┌──

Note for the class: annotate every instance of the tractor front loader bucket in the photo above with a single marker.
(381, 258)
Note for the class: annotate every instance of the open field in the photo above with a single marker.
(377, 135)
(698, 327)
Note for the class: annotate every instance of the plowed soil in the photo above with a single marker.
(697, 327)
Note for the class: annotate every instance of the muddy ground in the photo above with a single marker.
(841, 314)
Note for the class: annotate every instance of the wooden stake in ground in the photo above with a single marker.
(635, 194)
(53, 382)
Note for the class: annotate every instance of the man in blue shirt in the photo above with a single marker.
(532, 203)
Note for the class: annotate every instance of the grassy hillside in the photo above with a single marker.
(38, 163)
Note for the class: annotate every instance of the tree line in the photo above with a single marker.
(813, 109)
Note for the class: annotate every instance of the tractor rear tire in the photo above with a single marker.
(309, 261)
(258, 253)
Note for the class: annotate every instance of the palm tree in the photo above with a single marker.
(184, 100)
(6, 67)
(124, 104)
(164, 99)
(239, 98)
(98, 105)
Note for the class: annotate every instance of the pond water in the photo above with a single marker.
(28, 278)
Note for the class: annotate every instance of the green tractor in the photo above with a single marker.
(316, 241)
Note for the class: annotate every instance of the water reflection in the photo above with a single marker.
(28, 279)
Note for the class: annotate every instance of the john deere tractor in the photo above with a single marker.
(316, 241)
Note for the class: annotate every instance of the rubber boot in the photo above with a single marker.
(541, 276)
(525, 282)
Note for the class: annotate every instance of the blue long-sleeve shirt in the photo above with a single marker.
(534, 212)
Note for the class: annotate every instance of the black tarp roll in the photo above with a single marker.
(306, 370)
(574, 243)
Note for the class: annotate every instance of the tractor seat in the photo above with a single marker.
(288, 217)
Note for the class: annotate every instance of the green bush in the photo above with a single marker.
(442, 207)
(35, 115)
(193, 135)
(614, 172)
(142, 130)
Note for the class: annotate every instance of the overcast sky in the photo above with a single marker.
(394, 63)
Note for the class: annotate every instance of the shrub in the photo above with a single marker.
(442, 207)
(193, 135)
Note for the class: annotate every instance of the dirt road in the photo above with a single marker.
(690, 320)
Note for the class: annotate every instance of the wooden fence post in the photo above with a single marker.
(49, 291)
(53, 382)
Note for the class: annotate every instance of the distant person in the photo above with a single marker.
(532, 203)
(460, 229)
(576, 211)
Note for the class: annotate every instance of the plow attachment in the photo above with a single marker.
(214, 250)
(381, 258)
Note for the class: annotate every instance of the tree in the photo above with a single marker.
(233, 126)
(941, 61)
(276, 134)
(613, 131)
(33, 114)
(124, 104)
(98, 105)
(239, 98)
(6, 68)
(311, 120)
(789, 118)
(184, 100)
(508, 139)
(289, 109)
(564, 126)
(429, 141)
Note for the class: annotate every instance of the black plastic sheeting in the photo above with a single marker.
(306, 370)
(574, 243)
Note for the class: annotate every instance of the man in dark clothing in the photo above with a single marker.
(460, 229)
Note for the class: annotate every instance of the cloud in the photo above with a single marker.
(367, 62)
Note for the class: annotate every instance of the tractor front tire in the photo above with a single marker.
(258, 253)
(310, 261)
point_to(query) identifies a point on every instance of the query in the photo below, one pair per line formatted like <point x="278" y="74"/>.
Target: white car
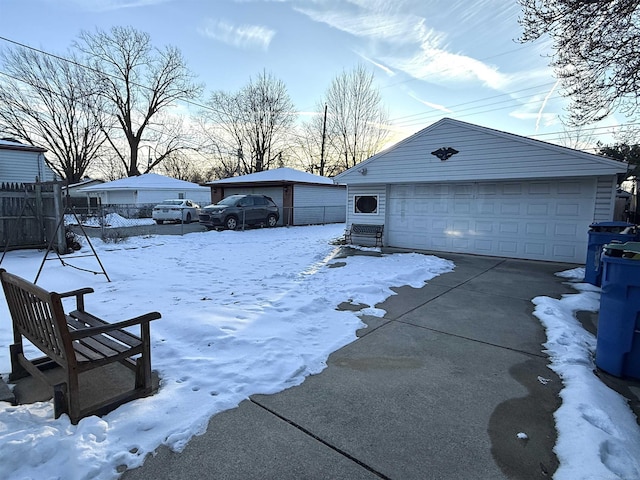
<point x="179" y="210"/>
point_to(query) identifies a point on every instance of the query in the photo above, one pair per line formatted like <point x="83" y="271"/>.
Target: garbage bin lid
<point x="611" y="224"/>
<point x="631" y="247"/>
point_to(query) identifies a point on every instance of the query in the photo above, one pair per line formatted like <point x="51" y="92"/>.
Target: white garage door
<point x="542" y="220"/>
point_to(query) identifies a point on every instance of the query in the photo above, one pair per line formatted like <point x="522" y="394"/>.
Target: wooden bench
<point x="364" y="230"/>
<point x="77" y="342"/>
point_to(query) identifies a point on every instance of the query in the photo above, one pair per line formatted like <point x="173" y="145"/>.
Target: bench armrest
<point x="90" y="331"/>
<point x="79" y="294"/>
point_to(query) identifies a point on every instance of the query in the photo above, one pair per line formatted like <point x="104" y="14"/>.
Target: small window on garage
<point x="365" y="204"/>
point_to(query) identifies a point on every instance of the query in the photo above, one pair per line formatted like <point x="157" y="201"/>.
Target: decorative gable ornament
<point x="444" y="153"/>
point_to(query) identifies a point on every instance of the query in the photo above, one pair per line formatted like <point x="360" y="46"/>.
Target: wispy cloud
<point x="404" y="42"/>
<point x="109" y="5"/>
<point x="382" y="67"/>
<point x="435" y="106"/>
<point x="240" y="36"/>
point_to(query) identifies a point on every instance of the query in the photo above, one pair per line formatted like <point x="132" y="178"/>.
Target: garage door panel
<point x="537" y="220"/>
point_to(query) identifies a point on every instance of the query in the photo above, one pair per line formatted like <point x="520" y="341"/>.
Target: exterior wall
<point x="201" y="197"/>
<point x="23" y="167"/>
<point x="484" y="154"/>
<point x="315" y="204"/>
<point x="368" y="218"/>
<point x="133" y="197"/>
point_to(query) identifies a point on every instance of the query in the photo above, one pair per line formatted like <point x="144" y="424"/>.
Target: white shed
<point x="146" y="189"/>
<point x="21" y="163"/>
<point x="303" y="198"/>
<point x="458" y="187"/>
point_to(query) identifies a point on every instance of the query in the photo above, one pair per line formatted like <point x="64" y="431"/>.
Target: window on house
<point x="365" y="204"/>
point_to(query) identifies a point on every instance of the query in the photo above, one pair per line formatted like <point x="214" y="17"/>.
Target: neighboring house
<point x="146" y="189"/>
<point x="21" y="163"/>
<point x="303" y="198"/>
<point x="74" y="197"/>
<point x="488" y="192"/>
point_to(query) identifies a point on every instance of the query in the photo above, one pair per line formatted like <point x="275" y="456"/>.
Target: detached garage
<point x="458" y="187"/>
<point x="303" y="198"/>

└──
┌──

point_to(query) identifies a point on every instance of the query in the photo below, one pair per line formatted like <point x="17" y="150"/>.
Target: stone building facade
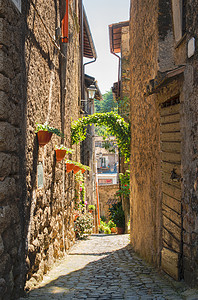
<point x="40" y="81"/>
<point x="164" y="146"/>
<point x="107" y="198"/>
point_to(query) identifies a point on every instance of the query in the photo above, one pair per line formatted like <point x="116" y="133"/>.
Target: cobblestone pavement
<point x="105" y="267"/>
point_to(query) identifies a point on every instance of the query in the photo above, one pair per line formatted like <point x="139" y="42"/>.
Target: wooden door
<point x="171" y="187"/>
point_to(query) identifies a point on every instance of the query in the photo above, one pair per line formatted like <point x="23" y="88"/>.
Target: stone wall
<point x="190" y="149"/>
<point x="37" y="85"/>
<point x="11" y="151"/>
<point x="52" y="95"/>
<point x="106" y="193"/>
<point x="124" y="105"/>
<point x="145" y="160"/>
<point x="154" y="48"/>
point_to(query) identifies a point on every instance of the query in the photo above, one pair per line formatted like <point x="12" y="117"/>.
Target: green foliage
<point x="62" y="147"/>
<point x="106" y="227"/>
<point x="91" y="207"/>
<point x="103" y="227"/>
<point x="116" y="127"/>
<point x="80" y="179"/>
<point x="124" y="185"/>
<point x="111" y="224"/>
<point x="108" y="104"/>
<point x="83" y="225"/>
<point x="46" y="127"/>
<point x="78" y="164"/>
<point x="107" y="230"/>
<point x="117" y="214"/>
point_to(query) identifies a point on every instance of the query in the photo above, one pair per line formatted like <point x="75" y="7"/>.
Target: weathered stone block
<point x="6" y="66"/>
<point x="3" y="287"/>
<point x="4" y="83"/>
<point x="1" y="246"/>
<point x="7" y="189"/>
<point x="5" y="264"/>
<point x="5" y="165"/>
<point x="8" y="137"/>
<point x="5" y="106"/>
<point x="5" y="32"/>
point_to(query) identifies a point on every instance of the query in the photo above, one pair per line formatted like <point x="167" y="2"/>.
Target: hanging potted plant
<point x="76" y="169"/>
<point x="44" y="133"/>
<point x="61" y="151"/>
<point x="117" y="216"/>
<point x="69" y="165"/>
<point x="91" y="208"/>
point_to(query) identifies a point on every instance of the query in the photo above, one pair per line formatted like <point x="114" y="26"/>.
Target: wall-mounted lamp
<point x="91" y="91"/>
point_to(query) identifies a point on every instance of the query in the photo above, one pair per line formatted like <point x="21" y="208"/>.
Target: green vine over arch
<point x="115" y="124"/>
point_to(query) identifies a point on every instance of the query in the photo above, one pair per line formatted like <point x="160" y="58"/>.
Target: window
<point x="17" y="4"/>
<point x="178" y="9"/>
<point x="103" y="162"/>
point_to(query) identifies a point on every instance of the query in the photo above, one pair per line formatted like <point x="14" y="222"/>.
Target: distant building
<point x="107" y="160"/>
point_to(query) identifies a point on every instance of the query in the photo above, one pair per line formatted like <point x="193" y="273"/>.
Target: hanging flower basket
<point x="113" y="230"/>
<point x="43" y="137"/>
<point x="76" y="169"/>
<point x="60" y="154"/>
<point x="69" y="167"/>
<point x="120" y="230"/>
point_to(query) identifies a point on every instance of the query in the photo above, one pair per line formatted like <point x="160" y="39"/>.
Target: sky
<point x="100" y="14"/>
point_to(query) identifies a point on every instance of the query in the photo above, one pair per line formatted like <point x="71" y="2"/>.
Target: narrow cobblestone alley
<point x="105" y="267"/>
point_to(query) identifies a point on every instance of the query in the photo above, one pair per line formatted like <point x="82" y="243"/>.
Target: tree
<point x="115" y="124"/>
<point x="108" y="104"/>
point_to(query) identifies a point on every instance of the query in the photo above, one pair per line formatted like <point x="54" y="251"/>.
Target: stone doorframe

└──

Exercise: Find the string "below" in the material above, and report every line where it occurs.

Exercise response:
point_to(query) identifies a point on every instance of the query in the photo below, one pair per line formatted like <point x="278" y="74"/>.
point_to(query) identifies a point on every instance of the query in the photo below, one pair per line formatted like <point x="17" y="150"/>.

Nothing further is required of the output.